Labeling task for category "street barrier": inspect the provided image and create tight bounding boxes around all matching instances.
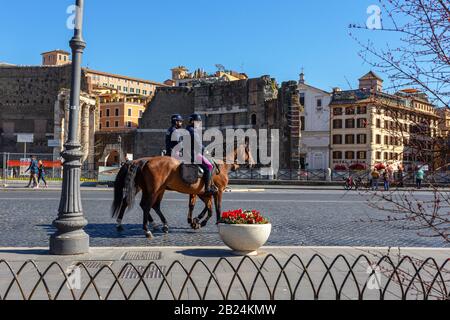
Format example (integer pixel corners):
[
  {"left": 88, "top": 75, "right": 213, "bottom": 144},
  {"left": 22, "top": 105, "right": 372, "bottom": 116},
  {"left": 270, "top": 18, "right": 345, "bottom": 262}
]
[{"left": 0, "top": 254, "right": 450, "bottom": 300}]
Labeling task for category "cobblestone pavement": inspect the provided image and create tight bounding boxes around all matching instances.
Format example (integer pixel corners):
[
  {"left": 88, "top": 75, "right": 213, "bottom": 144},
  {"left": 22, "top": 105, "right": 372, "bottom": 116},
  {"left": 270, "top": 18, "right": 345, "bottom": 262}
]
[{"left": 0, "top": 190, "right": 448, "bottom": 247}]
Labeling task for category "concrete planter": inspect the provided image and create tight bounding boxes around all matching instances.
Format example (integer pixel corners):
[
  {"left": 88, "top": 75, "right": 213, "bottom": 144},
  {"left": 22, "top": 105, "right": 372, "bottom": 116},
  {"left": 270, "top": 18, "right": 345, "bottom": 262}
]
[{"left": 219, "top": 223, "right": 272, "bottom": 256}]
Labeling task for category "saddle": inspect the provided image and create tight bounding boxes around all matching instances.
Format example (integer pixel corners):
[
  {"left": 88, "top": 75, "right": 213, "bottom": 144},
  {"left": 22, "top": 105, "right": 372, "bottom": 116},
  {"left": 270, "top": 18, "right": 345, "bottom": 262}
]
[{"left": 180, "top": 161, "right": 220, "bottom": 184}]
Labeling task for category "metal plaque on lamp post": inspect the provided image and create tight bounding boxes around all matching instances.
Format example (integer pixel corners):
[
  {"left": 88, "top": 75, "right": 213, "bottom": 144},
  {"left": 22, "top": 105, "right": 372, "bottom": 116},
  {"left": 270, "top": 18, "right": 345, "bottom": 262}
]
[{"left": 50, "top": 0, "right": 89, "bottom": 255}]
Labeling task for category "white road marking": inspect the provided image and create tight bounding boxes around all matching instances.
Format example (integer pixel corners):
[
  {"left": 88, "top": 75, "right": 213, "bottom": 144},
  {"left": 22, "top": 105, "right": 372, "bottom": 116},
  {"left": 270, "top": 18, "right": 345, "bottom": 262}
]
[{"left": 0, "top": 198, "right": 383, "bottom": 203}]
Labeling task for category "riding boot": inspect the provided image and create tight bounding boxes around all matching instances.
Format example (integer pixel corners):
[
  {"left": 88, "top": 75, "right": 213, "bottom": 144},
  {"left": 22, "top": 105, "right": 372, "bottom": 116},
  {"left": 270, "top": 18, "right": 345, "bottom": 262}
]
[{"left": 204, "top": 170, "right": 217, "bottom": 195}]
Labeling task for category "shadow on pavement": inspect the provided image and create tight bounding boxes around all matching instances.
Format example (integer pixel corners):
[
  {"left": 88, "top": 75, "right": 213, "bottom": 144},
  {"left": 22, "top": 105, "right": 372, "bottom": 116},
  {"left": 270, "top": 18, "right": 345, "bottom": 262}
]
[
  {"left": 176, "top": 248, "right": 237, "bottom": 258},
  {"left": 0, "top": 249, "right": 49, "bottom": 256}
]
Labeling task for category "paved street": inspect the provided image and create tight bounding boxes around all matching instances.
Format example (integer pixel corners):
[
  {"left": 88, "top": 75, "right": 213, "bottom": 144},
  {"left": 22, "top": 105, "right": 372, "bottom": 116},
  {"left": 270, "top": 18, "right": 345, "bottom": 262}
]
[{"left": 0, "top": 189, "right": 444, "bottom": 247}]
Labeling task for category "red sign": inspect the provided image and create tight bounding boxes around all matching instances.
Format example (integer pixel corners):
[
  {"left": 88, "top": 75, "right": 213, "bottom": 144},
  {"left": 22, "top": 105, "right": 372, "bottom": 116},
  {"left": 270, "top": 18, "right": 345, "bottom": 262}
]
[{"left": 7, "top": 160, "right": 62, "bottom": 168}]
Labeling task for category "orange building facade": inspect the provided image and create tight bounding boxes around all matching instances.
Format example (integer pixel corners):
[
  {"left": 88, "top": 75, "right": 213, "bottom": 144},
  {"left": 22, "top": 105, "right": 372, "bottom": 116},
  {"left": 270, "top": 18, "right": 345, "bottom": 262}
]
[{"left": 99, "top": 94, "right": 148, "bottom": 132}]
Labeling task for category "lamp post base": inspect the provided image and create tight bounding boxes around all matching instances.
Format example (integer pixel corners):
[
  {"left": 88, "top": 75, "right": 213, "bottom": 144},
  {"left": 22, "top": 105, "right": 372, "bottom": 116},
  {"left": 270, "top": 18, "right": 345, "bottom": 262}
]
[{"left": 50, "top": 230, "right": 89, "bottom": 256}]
==
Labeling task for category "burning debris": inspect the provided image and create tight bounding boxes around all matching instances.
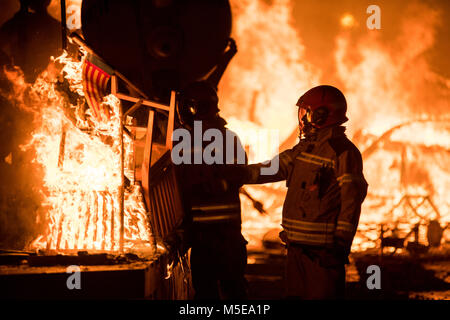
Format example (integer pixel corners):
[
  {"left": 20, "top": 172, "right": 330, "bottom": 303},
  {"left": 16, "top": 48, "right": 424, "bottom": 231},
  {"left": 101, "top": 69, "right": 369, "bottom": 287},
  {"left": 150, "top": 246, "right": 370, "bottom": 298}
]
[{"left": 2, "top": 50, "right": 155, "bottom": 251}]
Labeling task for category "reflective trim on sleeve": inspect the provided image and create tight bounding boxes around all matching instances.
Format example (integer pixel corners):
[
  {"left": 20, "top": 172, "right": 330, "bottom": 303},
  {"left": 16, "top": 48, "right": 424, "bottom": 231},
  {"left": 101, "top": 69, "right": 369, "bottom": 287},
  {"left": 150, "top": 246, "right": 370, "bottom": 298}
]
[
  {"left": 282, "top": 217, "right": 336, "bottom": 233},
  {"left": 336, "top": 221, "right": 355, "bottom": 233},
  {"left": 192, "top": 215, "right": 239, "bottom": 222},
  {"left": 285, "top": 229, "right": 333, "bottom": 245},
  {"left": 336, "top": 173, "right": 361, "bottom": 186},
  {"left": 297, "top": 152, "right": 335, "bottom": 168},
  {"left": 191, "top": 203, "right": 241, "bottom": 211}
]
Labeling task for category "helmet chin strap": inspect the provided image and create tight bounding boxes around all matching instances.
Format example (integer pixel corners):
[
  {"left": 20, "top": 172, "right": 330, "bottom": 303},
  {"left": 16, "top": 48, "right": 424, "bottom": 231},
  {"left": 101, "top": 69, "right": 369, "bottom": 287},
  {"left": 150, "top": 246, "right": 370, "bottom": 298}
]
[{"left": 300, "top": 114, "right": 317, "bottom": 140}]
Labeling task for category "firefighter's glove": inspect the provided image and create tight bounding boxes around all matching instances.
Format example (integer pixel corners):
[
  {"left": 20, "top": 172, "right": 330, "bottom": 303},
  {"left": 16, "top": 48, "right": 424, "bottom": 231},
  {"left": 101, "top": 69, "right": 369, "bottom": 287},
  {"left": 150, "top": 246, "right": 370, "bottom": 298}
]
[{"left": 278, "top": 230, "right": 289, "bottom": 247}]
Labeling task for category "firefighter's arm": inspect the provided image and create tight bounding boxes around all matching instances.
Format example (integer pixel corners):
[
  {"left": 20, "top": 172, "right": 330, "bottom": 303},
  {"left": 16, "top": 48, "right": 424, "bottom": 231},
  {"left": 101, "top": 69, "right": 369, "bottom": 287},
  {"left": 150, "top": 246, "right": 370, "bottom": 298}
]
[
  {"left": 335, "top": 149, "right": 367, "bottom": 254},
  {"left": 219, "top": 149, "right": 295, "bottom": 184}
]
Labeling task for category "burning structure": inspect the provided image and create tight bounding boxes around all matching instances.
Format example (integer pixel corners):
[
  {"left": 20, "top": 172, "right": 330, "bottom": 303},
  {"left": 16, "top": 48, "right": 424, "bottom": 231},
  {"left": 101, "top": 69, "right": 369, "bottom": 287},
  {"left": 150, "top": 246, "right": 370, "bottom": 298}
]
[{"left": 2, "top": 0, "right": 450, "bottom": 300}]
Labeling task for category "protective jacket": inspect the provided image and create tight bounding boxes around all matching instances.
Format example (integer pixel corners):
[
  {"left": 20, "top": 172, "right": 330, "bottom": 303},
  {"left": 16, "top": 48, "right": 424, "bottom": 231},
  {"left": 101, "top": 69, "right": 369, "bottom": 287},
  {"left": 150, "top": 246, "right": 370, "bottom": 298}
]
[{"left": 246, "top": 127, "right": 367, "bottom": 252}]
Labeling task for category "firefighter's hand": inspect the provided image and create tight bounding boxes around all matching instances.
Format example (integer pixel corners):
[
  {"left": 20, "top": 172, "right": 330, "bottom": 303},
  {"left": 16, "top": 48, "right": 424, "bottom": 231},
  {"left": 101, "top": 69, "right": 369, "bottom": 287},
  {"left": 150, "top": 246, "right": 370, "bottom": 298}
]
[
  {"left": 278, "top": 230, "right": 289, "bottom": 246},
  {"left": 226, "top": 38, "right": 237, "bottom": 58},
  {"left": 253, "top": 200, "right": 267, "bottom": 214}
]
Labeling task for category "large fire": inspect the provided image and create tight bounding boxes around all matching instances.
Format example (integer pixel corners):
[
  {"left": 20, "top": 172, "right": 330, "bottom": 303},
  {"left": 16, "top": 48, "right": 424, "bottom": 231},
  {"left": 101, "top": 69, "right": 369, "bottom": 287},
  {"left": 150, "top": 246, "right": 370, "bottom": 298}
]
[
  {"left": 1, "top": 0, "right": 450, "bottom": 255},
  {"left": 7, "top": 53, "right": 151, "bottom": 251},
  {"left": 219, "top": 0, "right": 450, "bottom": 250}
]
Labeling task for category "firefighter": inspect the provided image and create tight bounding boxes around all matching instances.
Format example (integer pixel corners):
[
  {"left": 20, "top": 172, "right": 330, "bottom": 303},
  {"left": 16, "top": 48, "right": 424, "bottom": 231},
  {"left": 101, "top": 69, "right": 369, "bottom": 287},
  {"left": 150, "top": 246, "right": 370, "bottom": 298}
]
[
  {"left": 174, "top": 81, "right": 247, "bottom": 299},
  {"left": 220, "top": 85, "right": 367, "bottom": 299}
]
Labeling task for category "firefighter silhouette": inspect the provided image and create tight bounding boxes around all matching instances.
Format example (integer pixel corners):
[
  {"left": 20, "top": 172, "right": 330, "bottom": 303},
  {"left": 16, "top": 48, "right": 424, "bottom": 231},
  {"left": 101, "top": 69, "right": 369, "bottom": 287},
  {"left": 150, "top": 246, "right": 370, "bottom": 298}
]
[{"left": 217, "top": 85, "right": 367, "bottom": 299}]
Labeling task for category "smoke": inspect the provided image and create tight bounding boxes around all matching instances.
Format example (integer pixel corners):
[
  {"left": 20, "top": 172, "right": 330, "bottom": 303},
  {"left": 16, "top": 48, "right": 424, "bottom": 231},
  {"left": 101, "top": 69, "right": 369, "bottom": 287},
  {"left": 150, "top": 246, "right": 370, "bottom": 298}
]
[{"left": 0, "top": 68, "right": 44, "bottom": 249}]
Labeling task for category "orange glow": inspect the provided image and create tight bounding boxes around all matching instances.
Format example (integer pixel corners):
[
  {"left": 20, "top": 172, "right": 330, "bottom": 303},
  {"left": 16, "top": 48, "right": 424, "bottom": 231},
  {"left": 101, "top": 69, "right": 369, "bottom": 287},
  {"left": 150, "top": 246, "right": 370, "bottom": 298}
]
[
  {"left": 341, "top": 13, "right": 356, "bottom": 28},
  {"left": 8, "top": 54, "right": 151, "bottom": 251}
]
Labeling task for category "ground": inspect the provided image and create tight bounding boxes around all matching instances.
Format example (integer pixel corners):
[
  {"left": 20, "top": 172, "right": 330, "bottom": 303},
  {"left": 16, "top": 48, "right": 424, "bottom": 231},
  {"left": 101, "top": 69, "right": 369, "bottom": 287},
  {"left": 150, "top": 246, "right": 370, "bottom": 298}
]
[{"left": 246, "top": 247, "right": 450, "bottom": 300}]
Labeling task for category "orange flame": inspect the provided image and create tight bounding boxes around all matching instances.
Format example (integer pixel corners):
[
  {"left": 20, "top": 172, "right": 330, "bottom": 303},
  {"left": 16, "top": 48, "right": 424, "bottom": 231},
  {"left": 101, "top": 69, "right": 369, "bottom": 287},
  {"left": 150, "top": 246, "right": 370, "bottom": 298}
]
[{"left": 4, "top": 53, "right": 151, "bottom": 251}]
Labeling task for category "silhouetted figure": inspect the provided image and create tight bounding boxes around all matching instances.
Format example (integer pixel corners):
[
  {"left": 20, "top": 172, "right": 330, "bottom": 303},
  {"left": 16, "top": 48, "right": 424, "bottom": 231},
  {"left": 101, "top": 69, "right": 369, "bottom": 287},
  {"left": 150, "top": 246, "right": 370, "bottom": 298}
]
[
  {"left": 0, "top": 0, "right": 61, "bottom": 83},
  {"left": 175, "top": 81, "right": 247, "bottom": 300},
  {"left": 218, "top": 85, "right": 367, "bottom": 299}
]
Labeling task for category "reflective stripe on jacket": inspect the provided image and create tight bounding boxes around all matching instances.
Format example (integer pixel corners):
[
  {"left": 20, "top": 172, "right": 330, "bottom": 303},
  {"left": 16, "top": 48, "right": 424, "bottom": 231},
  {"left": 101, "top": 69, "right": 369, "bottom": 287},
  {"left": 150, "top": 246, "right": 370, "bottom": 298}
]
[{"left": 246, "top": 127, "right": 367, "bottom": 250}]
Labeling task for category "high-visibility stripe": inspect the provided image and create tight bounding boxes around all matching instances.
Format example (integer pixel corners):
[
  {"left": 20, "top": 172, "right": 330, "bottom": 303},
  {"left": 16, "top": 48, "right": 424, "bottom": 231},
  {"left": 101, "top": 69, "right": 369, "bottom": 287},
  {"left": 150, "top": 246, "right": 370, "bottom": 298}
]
...
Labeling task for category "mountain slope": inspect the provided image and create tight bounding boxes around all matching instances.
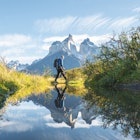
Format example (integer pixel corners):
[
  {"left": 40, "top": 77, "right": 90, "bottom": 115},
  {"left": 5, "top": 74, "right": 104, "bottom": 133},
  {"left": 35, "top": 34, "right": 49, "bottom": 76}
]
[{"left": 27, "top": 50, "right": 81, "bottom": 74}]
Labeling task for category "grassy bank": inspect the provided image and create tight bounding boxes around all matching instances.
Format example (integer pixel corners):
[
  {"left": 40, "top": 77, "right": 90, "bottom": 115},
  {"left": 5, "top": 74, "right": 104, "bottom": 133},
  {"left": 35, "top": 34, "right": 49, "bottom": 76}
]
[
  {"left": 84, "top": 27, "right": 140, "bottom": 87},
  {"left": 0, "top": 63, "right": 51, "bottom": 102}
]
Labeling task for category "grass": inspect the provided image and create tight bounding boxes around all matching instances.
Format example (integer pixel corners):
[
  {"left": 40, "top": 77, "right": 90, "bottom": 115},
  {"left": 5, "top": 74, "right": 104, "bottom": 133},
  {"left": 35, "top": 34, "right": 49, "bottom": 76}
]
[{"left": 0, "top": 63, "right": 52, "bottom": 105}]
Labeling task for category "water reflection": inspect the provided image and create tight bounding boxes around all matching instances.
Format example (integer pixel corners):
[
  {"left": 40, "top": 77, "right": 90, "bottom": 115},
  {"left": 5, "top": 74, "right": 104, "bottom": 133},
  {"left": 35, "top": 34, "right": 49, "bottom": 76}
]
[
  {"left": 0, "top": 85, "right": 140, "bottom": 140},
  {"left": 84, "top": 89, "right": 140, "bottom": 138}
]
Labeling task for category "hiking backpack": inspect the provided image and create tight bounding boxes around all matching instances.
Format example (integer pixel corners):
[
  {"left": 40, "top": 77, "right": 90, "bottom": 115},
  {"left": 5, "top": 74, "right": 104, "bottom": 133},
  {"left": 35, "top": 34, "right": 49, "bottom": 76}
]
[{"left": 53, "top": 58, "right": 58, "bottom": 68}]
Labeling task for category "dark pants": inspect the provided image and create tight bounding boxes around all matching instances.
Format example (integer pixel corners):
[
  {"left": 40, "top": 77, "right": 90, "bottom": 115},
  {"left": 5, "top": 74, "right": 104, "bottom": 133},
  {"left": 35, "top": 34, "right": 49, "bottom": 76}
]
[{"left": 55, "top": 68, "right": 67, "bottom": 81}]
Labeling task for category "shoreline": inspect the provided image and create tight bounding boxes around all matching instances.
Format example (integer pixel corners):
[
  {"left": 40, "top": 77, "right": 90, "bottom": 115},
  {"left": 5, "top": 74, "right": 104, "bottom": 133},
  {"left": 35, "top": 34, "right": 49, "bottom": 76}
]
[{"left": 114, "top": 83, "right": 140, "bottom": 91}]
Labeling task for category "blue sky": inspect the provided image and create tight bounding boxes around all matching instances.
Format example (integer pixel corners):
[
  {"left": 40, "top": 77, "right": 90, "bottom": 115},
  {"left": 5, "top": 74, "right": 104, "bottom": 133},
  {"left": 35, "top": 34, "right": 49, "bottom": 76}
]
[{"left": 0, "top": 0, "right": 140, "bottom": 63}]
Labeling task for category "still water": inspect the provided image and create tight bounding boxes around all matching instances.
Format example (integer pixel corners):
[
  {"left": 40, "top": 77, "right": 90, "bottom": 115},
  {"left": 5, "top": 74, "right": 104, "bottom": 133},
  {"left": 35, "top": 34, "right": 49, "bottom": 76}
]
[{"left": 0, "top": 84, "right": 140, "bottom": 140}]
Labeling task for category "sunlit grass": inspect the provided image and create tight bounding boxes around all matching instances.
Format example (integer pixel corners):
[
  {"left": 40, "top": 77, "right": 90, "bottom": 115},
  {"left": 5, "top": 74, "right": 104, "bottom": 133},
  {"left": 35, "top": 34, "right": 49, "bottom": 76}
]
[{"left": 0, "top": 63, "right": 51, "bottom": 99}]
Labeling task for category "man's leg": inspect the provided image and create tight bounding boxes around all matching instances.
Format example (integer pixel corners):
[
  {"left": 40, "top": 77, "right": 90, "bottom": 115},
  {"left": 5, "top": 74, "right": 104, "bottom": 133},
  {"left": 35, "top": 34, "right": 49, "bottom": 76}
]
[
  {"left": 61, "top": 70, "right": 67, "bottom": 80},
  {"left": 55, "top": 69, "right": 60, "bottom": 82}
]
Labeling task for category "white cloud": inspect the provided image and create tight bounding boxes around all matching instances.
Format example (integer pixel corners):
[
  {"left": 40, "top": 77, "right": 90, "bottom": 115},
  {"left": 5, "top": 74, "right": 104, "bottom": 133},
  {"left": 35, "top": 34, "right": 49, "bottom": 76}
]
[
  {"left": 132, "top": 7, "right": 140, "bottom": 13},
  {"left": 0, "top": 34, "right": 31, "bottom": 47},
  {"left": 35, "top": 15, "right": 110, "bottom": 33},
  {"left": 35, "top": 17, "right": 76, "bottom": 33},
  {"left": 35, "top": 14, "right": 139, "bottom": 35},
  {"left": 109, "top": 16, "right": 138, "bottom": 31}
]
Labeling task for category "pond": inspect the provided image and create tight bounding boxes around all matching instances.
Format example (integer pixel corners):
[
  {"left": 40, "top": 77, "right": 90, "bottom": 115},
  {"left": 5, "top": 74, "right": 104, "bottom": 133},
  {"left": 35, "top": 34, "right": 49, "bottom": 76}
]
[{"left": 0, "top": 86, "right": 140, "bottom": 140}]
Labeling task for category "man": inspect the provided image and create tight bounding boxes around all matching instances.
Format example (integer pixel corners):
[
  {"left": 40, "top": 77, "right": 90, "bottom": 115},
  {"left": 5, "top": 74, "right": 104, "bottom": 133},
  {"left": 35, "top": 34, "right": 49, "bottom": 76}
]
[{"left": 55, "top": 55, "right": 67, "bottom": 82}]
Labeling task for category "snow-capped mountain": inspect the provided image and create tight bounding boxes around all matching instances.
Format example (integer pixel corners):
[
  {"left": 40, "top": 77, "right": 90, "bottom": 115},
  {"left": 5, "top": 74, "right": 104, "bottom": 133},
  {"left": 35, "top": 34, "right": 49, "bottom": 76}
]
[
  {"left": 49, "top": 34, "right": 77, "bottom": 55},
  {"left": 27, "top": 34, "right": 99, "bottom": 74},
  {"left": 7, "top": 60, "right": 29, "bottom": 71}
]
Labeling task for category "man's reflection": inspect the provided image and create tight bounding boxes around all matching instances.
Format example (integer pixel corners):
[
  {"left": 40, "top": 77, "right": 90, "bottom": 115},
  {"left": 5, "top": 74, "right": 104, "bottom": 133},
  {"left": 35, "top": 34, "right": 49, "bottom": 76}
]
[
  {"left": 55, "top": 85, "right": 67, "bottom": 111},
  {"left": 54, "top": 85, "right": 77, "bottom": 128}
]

Written task: Return every line of the items above that contains the word "mountain".

Solution for this task:
Labeling task for category "mountain slope": inspect the provided image and create tight bounding boxes around all matching instances.
Labeling task for category "snow-capped mountain": inspect the provided image and create tight bounding boxes around all matching instances.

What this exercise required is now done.